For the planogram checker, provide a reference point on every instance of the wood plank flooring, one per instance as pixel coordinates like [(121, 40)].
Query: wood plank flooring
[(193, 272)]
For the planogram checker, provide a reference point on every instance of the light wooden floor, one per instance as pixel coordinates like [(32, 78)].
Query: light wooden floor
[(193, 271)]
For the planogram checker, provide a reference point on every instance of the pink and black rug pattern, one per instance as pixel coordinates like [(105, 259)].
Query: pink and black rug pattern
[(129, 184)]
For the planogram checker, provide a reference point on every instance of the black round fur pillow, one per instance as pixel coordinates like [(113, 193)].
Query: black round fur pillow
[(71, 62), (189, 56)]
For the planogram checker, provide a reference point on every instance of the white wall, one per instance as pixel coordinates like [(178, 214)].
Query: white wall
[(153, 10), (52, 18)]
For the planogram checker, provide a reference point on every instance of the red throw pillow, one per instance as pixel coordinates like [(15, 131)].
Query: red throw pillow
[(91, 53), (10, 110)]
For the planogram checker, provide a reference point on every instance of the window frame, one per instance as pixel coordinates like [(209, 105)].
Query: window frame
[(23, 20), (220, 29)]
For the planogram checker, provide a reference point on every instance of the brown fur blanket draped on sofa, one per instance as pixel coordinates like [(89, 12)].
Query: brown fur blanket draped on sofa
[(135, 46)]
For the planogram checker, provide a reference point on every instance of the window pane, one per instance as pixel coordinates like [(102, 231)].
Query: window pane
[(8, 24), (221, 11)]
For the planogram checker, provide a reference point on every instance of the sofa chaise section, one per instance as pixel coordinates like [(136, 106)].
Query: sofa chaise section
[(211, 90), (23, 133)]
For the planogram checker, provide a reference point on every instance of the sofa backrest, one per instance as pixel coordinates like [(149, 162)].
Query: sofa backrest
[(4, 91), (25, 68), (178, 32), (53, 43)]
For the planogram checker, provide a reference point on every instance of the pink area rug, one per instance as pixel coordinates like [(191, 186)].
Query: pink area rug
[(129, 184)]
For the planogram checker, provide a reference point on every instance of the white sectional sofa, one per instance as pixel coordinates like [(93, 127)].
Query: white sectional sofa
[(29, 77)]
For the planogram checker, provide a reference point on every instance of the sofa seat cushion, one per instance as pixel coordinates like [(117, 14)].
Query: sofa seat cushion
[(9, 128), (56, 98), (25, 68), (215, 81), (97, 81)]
────────
Goal ▸ Rewrite all of the entries above as a JSON list of strings, with each line as its own string and no blank lines.

Exercise response ▸
[
  "For the planogram checker, provide a reference point on every instance of the wood plank flooring, one per instance as pixel coordinates like [(121, 40)].",
  "Query: wood plank flooring",
  "[(193, 272)]",
  "For the planogram checker, provide a reference point on every instance of the light wooden floor, one per instance as pixel coordinates like [(32, 78)].",
  "Query: light wooden floor",
  "[(193, 271)]",
  "For the planogram checker, provide a reference point on every instance of the pink and black rug pattern, one per instance as pixel coordinates like [(105, 259)].",
  "Query: pink and black rug pattern",
  "[(129, 184)]",
  "For the planogram checker, provide a reference point on every instance of the black round fur pillow, one per instance as pixel coordinates like [(113, 193)].",
  "Query: black round fur pillow",
  "[(71, 62), (189, 56)]",
  "For the planogram checker, provide a reference point on every instance of the white wall, one per instance as pixel coordinates like [(178, 214)].",
  "Query: white wall",
  "[(153, 10), (52, 18)]",
  "For the planogram checker, provide a reference point on every instance of the red throw pillow, one per instance as pixel coordinates like [(15, 131)].",
  "Query: red throw pillow",
  "[(91, 53), (10, 110)]",
  "For the planogram checker, provide a reference point on every instance of the window frame, one per instance as pixel coordinates like [(209, 105)].",
  "Query: window frame",
  "[(23, 20), (220, 29)]",
  "For the planogram checker, provide a reference point on every instance of the brown fur blanket draped on sofa, one per instance as pixel coordinates like [(89, 12)].",
  "Query: brown fur blanket draped on sofa",
  "[(135, 46)]",
  "For the planogram checker, provide a reference point on every instance of the window pane, one per instance as pixel coordinates like [(102, 231)].",
  "Query: window pane",
  "[(8, 24), (221, 11)]",
  "For the planogram checker, provide a reference point on every instance of the sofa chaise section, one per instance as pixel coordinates like [(136, 106)].",
  "Query: sofa chaise section",
  "[(211, 90), (23, 133)]",
  "For the planogram checker, provide a reference point on every instance of the sofa backrest, one per instance as pixel coordinates like [(149, 162)].",
  "Query: sofa backrest",
  "[(4, 91), (25, 68), (178, 32), (53, 43)]",
  "For the planogram checker, provide a reference point on every instance of the pink area rug, one per instance as pixel coordinates like [(191, 186)].",
  "Query: pink area rug",
  "[(129, 184)]",
  "For the planogram checker, provide a reference point on every instance of the white sectional sofa, one per instance as pixel coordinates like [(93, 127)].",
  "Query: white sectional sofa",
  "[(29, 77)]",
  "For the planogram checker, provide a reference point on every instance of the sofa seat cushion, one per instance as pixel coordinates like [(117, 14)].",
  "Query: sofa seat cushion",
  "[(9, 128), (56, 98), (25, 68), (215, 81), (97, 81)]"
]